#### ОТРЫВОК ТЕКСТА:
┌────────

Больше как актер Мейерхольд в последние двадцать лет жизни не выступал. Старые гостимовцы, правда, любят вспоминать, как однажды по всей Москве были расклеены огромные афиши о спектакле «Д. Е.» с участием Мейерхольда в пользу какой — то организации. Оказалось, впрочем, что это «участие» было чисто рекламным трюком. По ходу действия через сцену должен был промчаться мотоциклист. Этим мотоциклистом в тот вечер и был Мейерхольд. Он надел огромные очки — козырек, и узнать его было трудно даже заранее знавшим, в чем дело. Но, хотя этот проезд предварительно долго днем репетировали, очевидцы утверждают, что Мейерхольд перед своим «выходом» очень волновался.
То же неутоленное актерское было, вероятно, и в привычке — потребности Мейерхольда раскланиваться после обычного рядового спектакля. Если он находился вечером в театре, В. Э. обязательно, когда были вызовы, выходил и раскланивался. А вызовы были почти всегда: театралы знали, что Мейерхольда принято вызывать. Раз уж я начал об этом рассказывать, открою одну маленькую мейерхольдовскую тайну: у него в кабинете был специальный звонок от помрежа из — за сцены. Когда помреж слышал после конца спектакля или какого — нибудь наиболее эффектного акта возгласы в зрительном зале: «Мейерхольда!», «Мейерхольда!» — он нажимал у себя на распределительной доске маленькую кнопку, над которой было написано: «На вызов мастеру», и в кабинете В. Э. раздавался звонок. Мейерхольд пересекал наискосок фойе и поднимался на сцену. Бывало, сидишь у него в кабинете во время «Дамы с камелиями» и, когда четвертый акт начинает приближаться к концу, замечаешь, что В. Э. уже несколько раз посреди разговора взглянул на часы, потом стал вдруг рассеян, поправил бабочку — галстук и чего- то ждет. Вот раздался звонок, В. Э. быстро встает, извиняется, говорит на ходу, что продолжит разговор после антракта, и выходит. И через несколько мгновений, когда он появляется на сцене, слышно, как овация нарастает крещендо, а потом стихает. Чем — то довольный, В. Э., весело здороваясь с рабочими сцены, уходит до конца антракта в уборную Зинаиды Николаевны. Однажды, уловив в моих глазах тень ласковой улыбки в тот момент, когда он поправлял галстук, торопясь к выходу, В. Э. сказал почти сердито:
— Вы что думаете? Мне нужно? Это публике нужно в Театре Мейерхольда видеть Мейерхольда!..
Да, я думаю, это было нужно публике, но, несомненно, необходимо было и ему самому — это тоже была «отдача», а вовсе не игра тщеславия или нечто подобное. Он за свою большую жизнь знал такую славу, что ради еще одной капельки этой славы не стал бы ходить на вызовы. Это было другое, что — то из того же ряда, что и потребность в праздничном ритуале репетиций. И еще о том же. Я заметил, что, идя на «вызовы», В. Э. всегда чуть — чуть волновался. Странно? Но это было. Удивительно? Но это так!

└────────

#### ИЗВЛЕЧЁННЫЕ СВЕДЕНИЯ:
┌────────

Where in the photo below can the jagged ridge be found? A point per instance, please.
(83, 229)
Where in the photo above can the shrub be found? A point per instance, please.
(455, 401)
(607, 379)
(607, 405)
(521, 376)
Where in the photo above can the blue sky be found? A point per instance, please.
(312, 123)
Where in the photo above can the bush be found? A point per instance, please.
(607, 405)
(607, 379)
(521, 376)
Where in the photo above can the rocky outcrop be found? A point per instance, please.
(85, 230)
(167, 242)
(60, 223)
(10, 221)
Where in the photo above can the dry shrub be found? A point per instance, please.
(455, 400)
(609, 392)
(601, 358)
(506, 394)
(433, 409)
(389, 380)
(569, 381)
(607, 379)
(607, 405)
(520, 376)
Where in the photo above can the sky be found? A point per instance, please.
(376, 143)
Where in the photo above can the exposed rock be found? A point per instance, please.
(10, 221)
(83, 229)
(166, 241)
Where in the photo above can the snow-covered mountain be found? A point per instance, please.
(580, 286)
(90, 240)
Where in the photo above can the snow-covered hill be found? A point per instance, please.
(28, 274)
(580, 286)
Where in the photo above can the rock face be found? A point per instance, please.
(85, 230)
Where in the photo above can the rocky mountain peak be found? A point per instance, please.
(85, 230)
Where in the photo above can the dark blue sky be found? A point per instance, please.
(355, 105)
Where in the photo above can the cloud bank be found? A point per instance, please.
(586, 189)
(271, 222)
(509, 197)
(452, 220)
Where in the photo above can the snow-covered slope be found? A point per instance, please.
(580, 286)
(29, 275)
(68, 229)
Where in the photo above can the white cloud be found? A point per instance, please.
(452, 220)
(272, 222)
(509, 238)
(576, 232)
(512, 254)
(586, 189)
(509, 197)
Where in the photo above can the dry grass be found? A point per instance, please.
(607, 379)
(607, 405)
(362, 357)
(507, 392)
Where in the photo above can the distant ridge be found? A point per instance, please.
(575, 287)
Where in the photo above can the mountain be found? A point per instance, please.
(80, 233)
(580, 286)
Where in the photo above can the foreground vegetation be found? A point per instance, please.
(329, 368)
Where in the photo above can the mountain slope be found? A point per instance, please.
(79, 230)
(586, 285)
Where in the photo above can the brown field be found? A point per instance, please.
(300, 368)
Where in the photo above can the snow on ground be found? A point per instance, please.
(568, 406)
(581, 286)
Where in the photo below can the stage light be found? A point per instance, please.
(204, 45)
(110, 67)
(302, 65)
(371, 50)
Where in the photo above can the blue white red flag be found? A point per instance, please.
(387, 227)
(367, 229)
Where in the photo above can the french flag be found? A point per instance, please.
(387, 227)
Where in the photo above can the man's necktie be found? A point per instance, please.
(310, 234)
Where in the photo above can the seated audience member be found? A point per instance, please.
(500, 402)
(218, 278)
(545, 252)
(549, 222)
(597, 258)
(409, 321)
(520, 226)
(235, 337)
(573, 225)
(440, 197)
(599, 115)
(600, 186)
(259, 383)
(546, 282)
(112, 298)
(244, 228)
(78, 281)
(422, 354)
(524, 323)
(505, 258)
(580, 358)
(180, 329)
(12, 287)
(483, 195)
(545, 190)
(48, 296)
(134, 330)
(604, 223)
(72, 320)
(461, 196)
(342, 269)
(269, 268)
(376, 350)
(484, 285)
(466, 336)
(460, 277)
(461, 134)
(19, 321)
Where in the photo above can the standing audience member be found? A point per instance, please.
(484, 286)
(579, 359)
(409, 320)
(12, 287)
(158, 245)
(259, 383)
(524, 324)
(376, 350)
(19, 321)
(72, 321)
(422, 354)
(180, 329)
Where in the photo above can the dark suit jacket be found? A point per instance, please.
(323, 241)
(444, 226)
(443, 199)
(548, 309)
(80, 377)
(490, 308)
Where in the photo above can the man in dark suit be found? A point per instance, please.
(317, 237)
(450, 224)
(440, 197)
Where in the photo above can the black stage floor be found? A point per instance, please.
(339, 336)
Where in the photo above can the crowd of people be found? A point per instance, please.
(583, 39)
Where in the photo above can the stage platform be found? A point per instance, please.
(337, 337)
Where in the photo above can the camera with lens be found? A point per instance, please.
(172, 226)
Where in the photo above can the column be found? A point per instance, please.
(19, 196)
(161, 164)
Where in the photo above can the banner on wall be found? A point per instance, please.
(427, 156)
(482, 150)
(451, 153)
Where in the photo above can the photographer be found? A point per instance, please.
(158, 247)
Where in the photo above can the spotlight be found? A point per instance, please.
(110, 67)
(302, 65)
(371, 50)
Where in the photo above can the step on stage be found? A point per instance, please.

└────────

#### КОРОТКАЯ ЗАДАЧА 1:
Что, согласно отрывку о Мейерхольде, было написано над кнопкой на распределительной доске помрежа?
#### КОРОТКАЯ ЗАДАЧА 2:
Продолжите отрывок о Мейерхольде после его последней фразы.
Список здесь не понадобится.

#### ОТВЕТ К УПРАЖНЕНИЮ 1:
«На вызов мастеру».

#### ОТВЕТ К УПРАЖНЕНИЮ 2:
Отказавшись от актерских выступлений перед зрителями, Мейерхольд продолжал оставаться актером на своих репетициях. По существу, он переиграл все роли во всех поставленных им спектаклях. Правильно ли это было с точки зрения «методологии»? Это спорный вопрос хотя бы уже потому, что в процессе творчества каждый крупный художник создает свою собственную «методологию». Известно, что Виктор Пого писал свои драмы в стихах почти набело. С точки зрения литературных консультантов, это, конечно, неправильно: Толстой семь раз переписывал… и т, ц. Но вот Пого писал набело и писал хорошо. Это не значит, конечно, что он был талантливее Толстого. Просто его талант был иной по своей природе.
Природа таланта Мейерхольда была такова, что режиссер — создатель в нем был неразрывно слит с актером — исполнителем Ему был чужд кропотливый рассудочный анализ в процесс Сценических репетиций. Здесь Мейерхольд был гением импровизаций, художественного синтеза, мгновенных блестящих озарений. Те, кто бывал в ГосТИМе на его репетициях, не могут этого отрицать. Каскад выдумок, водопад импровизаций, поток выразительных и острых эскизов, набросанных стремительно и страстно.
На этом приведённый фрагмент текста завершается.